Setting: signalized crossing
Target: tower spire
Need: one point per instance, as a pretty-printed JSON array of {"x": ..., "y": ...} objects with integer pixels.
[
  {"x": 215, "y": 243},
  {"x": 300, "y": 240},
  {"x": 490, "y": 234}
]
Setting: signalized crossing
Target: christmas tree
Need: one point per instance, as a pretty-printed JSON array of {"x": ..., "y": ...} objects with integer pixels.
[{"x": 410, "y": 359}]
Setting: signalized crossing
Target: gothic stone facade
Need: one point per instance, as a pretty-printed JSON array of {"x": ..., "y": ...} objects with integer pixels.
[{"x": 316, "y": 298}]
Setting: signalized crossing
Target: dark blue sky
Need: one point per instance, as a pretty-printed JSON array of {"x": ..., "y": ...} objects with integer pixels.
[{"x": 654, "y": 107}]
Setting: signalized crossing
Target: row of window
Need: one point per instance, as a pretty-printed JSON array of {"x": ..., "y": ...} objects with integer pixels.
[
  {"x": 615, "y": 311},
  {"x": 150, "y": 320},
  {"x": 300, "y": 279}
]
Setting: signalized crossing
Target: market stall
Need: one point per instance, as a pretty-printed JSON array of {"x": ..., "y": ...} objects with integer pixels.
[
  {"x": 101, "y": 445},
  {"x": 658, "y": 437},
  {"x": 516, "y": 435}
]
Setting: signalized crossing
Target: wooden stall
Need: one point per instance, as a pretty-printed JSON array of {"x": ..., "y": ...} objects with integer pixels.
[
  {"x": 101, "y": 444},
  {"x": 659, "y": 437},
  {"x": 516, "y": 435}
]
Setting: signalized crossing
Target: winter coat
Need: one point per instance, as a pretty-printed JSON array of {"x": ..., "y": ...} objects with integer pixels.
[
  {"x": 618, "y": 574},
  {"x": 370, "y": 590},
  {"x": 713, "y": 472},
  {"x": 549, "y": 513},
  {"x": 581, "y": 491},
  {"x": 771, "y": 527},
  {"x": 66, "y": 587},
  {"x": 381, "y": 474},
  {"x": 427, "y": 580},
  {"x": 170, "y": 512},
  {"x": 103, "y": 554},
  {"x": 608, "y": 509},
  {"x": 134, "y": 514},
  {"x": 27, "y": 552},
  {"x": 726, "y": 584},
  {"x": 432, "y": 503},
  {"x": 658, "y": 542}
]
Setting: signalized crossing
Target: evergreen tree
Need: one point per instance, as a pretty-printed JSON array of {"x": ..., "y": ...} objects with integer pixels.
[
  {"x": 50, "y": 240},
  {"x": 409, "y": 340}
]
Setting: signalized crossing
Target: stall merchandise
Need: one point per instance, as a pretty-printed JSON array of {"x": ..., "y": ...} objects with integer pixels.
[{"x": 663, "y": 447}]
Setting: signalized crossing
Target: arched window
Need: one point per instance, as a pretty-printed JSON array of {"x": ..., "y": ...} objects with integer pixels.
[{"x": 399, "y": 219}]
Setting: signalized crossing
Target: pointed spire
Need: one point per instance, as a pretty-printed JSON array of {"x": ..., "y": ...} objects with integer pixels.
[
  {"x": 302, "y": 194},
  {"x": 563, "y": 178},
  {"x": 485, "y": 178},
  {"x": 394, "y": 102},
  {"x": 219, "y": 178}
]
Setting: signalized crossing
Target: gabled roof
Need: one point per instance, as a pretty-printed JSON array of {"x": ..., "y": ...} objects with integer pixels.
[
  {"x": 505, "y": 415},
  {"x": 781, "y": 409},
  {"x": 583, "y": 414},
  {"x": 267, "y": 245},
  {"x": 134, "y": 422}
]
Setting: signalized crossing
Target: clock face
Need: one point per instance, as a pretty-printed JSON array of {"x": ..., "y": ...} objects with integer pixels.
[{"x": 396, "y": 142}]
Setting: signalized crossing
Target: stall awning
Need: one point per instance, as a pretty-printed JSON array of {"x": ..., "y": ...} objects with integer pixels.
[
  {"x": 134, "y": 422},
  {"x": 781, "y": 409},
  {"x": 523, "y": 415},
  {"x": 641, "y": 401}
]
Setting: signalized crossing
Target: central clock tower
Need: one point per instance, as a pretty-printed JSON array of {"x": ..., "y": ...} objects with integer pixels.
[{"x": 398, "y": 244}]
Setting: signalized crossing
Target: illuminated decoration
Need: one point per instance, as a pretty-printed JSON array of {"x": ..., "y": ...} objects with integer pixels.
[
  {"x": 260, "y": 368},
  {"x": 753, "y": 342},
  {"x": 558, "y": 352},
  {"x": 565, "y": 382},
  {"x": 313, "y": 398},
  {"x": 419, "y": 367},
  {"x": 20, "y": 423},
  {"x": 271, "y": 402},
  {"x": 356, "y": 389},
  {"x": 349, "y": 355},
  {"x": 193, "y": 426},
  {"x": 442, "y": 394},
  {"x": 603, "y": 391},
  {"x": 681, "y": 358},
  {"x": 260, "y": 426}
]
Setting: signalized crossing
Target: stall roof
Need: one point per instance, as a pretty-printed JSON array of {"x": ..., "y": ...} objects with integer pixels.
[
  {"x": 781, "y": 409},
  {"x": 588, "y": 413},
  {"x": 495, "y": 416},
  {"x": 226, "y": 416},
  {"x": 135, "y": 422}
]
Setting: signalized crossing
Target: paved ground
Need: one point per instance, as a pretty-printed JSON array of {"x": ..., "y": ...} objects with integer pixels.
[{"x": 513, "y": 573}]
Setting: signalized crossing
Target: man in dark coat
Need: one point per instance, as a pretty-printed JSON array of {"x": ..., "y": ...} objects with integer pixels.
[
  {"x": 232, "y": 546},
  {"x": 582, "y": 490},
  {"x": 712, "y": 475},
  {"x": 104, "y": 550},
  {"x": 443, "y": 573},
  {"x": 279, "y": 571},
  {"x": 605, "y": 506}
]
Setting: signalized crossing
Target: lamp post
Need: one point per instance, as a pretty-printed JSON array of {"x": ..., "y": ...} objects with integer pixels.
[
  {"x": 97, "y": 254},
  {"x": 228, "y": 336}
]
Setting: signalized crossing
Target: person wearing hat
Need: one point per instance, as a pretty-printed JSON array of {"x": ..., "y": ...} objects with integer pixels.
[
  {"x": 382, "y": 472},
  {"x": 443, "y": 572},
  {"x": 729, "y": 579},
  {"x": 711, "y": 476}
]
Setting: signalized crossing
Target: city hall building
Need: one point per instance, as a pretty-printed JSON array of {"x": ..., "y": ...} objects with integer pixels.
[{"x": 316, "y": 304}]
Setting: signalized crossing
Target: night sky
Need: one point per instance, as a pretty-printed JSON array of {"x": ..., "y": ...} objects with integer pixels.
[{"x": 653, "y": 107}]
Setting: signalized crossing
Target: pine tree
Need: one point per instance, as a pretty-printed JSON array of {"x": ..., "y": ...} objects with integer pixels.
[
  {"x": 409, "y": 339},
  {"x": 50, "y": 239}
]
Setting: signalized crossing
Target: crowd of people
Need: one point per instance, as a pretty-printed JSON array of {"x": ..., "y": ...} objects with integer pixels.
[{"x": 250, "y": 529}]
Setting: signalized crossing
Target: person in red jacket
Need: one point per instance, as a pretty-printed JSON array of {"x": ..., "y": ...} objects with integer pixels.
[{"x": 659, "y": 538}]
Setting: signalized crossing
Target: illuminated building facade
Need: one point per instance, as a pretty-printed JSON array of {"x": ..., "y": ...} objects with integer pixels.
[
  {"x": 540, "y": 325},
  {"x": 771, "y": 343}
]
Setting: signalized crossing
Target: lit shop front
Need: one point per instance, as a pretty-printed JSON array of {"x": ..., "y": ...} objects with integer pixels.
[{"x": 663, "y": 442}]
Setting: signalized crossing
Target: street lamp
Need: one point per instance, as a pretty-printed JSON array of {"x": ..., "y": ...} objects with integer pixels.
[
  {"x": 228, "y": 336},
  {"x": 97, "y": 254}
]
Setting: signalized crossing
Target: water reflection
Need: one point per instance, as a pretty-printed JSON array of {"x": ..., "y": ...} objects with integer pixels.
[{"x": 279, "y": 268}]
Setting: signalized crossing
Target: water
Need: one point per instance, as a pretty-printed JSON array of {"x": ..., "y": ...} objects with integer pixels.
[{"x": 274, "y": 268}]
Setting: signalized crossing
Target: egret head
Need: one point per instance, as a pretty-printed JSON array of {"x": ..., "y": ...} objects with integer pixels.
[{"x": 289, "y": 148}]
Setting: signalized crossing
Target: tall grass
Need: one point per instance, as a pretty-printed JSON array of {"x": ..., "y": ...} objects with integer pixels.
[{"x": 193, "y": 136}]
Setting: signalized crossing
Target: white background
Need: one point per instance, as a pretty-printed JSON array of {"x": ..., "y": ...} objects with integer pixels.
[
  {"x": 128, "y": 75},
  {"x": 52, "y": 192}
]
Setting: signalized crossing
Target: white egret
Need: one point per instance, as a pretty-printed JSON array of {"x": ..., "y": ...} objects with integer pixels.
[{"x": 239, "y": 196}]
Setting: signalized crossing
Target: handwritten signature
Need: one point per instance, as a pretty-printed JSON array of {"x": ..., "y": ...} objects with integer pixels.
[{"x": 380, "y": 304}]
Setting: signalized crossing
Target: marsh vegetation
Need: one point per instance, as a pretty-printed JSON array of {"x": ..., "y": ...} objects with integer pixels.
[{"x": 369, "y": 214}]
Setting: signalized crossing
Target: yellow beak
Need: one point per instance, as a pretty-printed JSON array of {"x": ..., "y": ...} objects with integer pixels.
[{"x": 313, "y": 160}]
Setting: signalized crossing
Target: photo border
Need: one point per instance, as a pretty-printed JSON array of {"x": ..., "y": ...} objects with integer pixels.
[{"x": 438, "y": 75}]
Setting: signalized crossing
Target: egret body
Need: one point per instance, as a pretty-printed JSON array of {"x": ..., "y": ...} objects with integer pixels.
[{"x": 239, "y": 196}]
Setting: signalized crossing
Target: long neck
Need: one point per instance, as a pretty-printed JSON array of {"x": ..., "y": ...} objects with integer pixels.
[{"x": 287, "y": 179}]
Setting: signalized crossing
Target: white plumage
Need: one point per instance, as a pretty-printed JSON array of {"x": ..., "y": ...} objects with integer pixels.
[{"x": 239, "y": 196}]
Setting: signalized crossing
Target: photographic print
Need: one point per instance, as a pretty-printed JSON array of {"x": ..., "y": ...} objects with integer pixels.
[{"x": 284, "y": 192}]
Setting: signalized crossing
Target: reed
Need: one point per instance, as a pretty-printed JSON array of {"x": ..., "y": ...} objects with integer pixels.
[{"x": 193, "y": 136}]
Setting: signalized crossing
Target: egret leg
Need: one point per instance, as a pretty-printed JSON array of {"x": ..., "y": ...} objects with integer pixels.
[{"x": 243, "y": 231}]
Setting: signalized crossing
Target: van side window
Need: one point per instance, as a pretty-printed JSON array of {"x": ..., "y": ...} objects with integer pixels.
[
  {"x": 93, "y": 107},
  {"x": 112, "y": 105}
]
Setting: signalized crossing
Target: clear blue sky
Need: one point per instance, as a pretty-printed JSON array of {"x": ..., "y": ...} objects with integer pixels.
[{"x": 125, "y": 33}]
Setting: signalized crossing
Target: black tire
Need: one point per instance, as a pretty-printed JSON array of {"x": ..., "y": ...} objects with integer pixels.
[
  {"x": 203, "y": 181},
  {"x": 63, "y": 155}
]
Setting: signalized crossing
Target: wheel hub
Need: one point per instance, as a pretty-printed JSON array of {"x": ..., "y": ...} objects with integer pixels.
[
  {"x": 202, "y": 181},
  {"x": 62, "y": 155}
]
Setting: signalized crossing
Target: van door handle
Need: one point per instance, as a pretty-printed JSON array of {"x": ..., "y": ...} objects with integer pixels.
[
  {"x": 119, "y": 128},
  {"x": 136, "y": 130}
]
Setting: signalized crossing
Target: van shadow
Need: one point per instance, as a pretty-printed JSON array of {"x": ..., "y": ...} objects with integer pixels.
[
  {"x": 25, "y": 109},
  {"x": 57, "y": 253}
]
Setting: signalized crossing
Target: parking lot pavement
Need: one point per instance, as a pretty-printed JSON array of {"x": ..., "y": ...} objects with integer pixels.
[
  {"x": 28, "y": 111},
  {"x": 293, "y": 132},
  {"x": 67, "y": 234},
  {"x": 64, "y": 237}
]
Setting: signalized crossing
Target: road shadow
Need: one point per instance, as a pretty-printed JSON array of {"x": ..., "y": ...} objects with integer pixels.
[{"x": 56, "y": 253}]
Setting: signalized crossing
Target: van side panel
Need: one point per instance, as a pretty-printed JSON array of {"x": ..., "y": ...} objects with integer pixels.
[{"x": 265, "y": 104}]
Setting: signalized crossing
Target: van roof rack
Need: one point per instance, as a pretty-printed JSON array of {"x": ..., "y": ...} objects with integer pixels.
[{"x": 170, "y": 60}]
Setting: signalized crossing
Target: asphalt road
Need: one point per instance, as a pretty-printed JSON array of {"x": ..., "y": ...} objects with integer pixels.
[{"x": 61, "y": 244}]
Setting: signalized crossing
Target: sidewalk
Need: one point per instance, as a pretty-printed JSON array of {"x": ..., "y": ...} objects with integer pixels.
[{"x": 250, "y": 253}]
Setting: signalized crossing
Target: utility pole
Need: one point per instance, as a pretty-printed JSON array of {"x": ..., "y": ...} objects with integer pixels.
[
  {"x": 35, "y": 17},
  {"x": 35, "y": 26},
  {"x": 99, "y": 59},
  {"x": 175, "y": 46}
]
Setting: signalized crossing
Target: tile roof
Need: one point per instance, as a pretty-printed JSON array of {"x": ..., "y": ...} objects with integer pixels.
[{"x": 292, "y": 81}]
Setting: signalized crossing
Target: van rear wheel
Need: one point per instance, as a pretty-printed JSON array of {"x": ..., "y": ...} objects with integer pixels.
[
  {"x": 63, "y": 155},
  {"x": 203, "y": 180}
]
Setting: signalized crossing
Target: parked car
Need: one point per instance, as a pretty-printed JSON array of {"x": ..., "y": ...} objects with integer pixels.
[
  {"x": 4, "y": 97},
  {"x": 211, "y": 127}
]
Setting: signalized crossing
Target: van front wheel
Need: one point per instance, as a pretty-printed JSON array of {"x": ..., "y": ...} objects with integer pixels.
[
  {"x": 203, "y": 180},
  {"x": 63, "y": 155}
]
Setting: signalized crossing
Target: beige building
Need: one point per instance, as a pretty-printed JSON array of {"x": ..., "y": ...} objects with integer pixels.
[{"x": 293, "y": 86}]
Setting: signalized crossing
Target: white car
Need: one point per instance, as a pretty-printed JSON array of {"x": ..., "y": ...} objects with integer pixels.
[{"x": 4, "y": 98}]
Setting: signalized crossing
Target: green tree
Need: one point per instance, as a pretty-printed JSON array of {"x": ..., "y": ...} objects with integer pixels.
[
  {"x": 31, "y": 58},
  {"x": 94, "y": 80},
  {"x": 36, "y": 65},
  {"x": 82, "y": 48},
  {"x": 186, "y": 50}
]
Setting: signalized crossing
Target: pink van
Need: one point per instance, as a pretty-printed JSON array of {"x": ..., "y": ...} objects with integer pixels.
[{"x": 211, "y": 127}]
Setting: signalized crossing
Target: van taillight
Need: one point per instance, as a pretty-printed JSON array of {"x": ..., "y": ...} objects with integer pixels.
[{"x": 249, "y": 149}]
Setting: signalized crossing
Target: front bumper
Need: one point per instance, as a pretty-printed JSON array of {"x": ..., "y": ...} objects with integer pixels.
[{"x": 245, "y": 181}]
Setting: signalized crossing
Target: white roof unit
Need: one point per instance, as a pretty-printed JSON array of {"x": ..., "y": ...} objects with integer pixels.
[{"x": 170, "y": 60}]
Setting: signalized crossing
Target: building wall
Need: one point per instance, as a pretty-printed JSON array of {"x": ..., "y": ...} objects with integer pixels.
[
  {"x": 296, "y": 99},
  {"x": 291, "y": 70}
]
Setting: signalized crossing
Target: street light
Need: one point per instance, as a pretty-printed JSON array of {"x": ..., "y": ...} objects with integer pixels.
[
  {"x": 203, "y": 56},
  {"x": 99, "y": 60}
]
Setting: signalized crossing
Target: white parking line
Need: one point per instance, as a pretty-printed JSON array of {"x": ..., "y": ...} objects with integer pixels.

TASK OBJECTIVE: Reproduce exactly, and only, the lines from the start of the entries through the one that contains "Target: gothic stone facade".

WRITTEN ANSWER:
Setting: signalized crossing
Target: tower spire
Need: one point per instance, as a pretty-printed JSON array of {"x": ..., "y": ...} objects with integer pixels.
[
  {"x": 215, "y": 243},
  {"x": 300, "y": 240},
  {"x": 490, "y": 234}
]
Setting: signalized crossing
Target: christmas tree
Need: one point per instance, as a pretty-printed JSON array of {"x": ..., "y": ...} objects with integer pixels.
[{"x": 410, "y": 359}]
Setting: signalized crossing
Target: gothic stone facade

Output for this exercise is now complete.